Records provided:
----------------

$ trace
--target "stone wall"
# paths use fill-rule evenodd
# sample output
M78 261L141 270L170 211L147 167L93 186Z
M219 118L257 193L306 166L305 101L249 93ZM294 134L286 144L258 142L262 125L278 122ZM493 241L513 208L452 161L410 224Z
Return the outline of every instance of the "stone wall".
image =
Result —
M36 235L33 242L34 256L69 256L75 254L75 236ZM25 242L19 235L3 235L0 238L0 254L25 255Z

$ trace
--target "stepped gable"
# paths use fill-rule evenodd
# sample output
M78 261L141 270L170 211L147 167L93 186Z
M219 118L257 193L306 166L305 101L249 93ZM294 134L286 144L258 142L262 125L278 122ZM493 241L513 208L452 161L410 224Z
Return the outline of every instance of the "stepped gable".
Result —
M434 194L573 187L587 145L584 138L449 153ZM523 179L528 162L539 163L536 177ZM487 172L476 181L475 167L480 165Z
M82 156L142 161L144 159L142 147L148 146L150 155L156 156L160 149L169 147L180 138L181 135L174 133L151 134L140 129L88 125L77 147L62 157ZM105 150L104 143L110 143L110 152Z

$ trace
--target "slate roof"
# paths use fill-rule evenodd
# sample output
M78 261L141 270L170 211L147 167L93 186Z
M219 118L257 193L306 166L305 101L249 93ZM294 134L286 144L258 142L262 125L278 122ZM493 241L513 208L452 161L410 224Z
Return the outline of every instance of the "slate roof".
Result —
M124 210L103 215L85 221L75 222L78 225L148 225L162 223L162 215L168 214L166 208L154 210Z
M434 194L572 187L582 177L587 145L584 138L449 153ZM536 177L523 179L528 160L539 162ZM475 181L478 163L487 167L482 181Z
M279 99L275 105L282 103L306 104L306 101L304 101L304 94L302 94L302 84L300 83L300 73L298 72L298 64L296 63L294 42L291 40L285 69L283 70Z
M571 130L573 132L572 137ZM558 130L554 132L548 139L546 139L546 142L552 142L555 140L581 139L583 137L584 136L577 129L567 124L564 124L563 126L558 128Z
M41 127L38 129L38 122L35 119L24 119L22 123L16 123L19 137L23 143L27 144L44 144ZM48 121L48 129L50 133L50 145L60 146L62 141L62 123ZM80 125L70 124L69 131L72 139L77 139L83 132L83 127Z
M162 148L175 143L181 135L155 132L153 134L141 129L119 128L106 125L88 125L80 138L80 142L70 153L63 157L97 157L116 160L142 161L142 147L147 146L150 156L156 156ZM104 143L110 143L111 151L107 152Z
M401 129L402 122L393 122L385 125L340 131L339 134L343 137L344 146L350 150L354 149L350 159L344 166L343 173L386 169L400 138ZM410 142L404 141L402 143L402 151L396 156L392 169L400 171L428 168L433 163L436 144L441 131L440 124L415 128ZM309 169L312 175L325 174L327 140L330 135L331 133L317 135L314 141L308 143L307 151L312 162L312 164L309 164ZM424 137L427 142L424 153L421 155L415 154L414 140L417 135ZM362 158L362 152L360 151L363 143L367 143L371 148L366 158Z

----------------

Instructions to follow: Each line of the material must be restated exactly.

Solution to the problem:
$ trace
--target "stone wall"
# paths use fill-rule evenodd
# sample output
M78 261L141 270L170 211L147 167L93 186Z
M219 118L257 193L306 166L305 101L249 93ZM294 134L286 144L258 142L262 125L278 122ZM493 241L513 208L452 161L410 224Z
Return the outline of every instance of the "stone wall".
image =
Result —
M36 235L33 242L34 256L69 256L75 254L75 236ZM25 242L19 235L3 235L0 238L0 254L25 255Z

$ trace
--target "stepped gable"
# paths use fill-rule evenodd
# sample output
M78 261L141 270L170 211L147 167L93 186Z
M219 118L257 193L306 166L305 101L249 93ZM294 134L286 144L258 142L262 125L278 122ZM493 241L513 208L452 161L410 224Z
Return the outline of every instance of the "stepped gable".
Result —
M434 194L573 187L587 145L584 138L449 153ZM523 179L528 162L539 163L536 177ZM487 172L476 181L475 167L480 165Z
M82 156L142 161L144 159L142 147L148 146L150 155L156 156L160 149L169 147L180 138L181 135L174 133L151 134L140 129L88 125L77 147L62 157ZM105 150L104 143L110 143L110 152Z

$ trace
--target "slate roof"
# paths use fill-rule evenodd
# sample output
M78 261L141 270L170 211L147 167L93 186Z
M219 118L257 193L306 166L305 101L249 93ZM294 134L286 144L258 142L262 125L278 122ZM493 241L513 208L452 161L410 224Z
Return the outline of every instance of the "slate roof".
Result —
M124 210L103 215L85 221L75 222L78 225L148 225L162 223L162 215L168 214L166 208L154 210Z
M434 194L572 187L582 177L587 145L584 138L449 153ZM536 177L523 179L528 160L539 162ZM475 181L478 163L487 167L482 181Z
M279 99L275 105L282 103L306 104L306 101L304 101L304 94L302 94L302 84L300 83L300 73L298 72L298 64L296 63L294 42L291 40L285 69L283 70Z
M571 130L573 132L572 137ZM558 130L554 132L548 139L546 139L546 142L552 142L555 140L581 139L583 137L584 136L577 129L567 124L564 124L563 126L558 128Z
M41 127L38 129L38 122L35 119L24 119L22 123L16 123L19 137L23 143L27 144L44 144ZM48 121L48 129L50 133L50 145L60 146L62 141L62 123ZM80 125L70 124L69 131L72 139L77 139L83 132L83 127Z
M162 148L175 143L181 135L155 132L153 134L141 129L119 128L106 125L88 125L80 138L80 142L70 153L63 157L97 157L116 160L142 161L142 147L147 146L150 156L156 156ZM104 143L110 143L111 151L107 152Z
M401 129L402 122L393 122L385 125L340 131L339 134L343 137L344 146L350 150L354 149L350 159L344 166L343 173L386 169L400 138ZM410 142L404 141L402 143L402 151L396 156L392 169L400 171L428 168L433 163L436 144L441 131L440 124L415 128ZM309 169L312 175L325 174L327 140L330 135L331 133L317 135L314 141L308 143L307 151L312 162L312 164L309 164ZM424 137L427 142L424 153L421 155L415 154L414 140L417 135ZM362 158L362 152L360 151L363 143L367 143L371 148L366 158Z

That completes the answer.